### DATASET CONTENT ###
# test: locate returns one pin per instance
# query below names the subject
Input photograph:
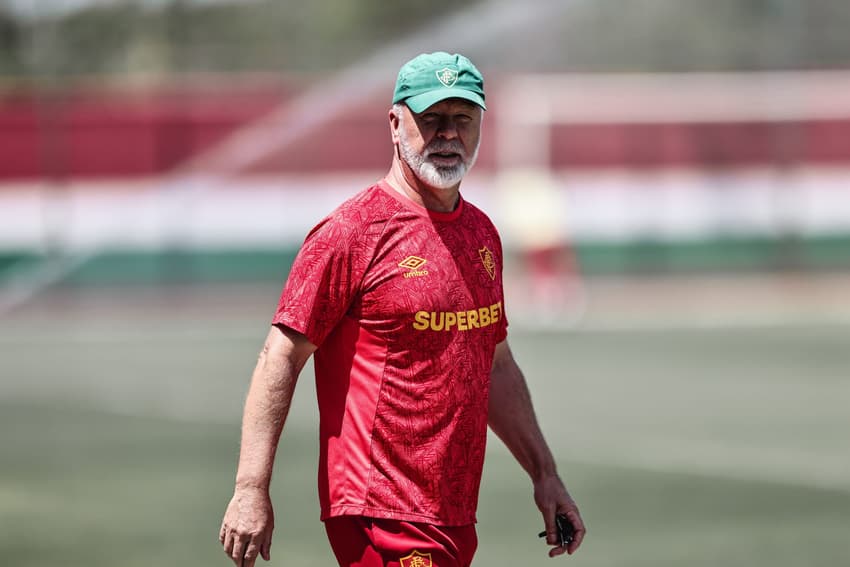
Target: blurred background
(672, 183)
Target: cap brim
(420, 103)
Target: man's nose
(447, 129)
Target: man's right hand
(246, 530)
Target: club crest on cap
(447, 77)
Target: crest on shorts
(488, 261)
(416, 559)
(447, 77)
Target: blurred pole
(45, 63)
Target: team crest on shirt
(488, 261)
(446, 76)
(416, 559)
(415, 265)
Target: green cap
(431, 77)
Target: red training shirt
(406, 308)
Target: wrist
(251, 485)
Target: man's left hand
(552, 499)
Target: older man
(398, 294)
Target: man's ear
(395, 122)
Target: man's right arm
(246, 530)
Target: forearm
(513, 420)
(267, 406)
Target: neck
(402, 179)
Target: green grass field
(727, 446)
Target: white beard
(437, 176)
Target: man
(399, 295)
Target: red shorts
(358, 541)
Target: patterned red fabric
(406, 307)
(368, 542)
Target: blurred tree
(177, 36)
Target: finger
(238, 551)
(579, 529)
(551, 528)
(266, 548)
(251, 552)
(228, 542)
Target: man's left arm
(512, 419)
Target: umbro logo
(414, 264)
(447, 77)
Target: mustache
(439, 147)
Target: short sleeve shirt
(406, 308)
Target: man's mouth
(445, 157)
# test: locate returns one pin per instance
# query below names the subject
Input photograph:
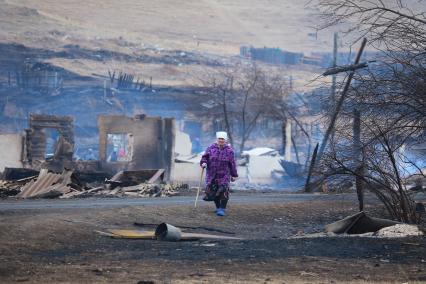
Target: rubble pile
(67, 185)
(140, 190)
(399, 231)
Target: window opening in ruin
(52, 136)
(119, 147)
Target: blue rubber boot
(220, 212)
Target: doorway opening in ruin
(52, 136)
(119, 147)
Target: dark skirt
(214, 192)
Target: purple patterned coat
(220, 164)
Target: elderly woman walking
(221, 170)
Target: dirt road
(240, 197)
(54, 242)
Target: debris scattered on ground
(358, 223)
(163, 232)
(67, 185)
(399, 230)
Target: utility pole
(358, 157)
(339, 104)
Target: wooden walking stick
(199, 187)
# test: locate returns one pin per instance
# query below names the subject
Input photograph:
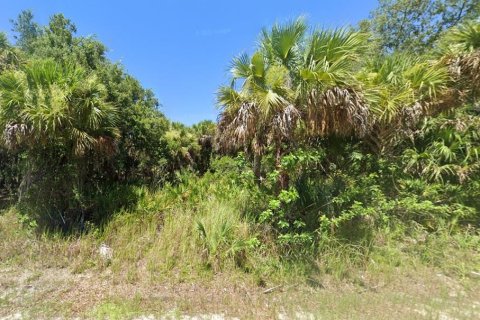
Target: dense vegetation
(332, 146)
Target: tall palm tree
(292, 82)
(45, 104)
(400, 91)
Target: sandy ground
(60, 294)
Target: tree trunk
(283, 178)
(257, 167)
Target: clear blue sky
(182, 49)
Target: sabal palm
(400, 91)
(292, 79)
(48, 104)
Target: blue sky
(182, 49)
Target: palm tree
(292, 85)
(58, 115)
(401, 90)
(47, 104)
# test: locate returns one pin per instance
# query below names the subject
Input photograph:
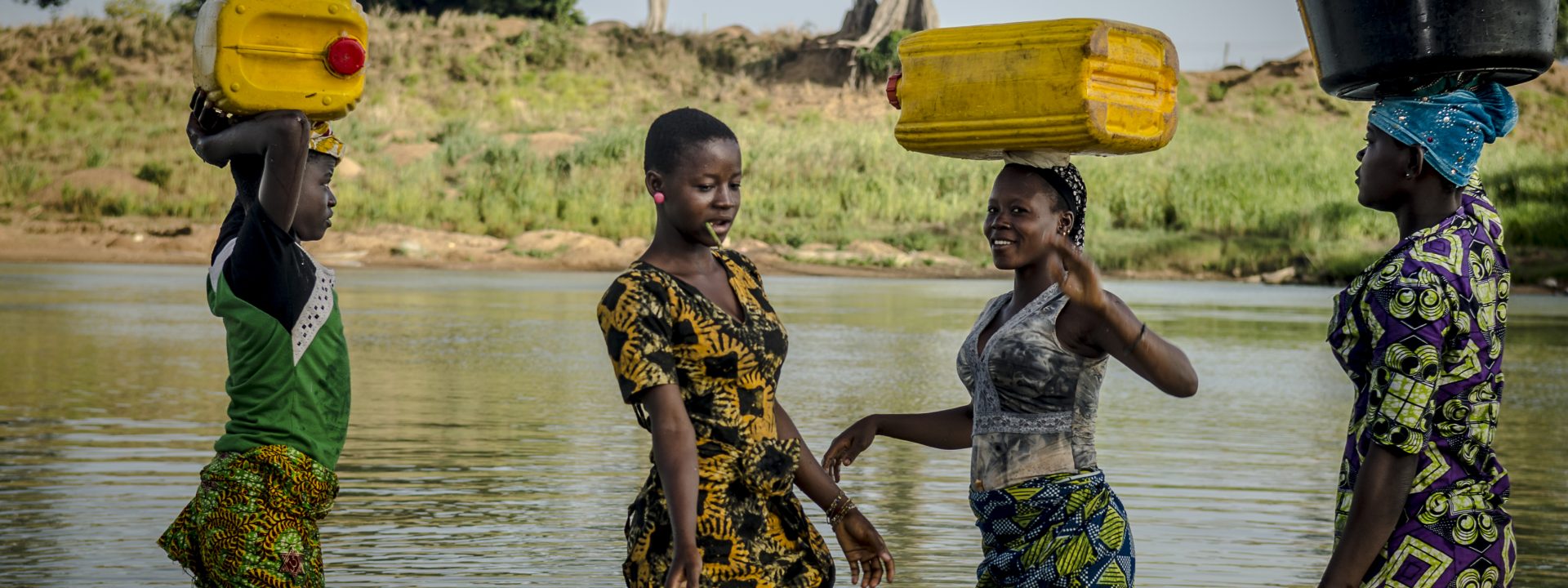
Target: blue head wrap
###
TASK DESCRIPTION:
Copy each line above exactly, with no images.

EXERCISE RESPONSE:
# test: locate returns one pin per instance
# query below names the subject
Input photograph:
Target: blurred background
(672, 183)
Target: cap brim
(420, 103)
Target: man's nose
(447, 129)
Target: man's right hand
(246, 530)
Target: club crest on cap
(447, 77)
Target: crest on shorts
(488, 261)
(416, 559)
(447, 77)
Target: blurred pole
(45, 63)
Target: team crest on shirt
(488, 261)
(446, 76)
(416, 559)
(415, 265)
Target: green cap
(431, 77)
Target: red training shirt
(406, 308)
Target: wrist
(251, 485)
Target: man's left hand
(552, 499)
Target: older man
(398, 294)
Target: man's ear
(395, 122)
Target: man's right arm
(246, 530)
Target: forearm
(513, 420)
(267, 406)
Target: neck
(402, 179)
Target: green grass field
(727, 446)
Target: white beard
(437, 176)
Target: man
(399, 295)
Target: red shorts
(358, 541)
Target: patterned red fabric
(406, 307)
(368, 542)
Target: blurred tree
(177, 36)
Target: finger
(238, 551)
(579, 529)
(551, 528)
(266, 548)
(251, 552)
(228, 542)
Target: man's left arm
(512, 419)
Target: umbro logo
(414, 264)
(447, 77)
Target: mustache
(439, 147)
Target: short sleeve shirt
(406, 308)
Target: man's mouth
(445, 157)
# test: locate returns one pin per instance
# query below names the subject
Input photograph:
Target: rubble pile
(67, 185)
(140, 190)
(399, 231)
Target: window opening in ruin
(52, 136)
(119, 147)
Target: blue rubber boot
(220, 212)
Target: doorway opening in ruin
(52, 136)
(119, 147)
Target: dark skirt
(214, 192)
Target: purple patterned coat
(220, 164)
Target: elderly woman walking
(221, 170)
Target: dirt road
(240, 197)
(54, 242)
Target: debris scattered on ground
(358, 223)
(163, 232)
(67, 185)
(399, 230)
Target: utility pole
(358, 157)
(339, 104)
Target: wooden walking stick
(199, 187)
# test: locate returns one pin per instance
# query below names the subject
Input photograph:
Target: dense vegetation
(332, 146)
Target: tall palm tree
(292, 82)
(45, 104)
(400, 91)
Target: sandy ground
(60, 294)
Target: tree trunk
(283, 178)
(257, 167)
Target: clear blue sky
(182, 49)
Target: sabal palm
(400, 91)
(292, 79)
(48, 104)
Target: blue sky
(182, 49)
Target: palm tree
(292, 85)
(58, 115)
(401, 90)
(47, 104)
# test: locate returns one pin per instance
# query below names the subject
Input photograph:
Target: blue head wrap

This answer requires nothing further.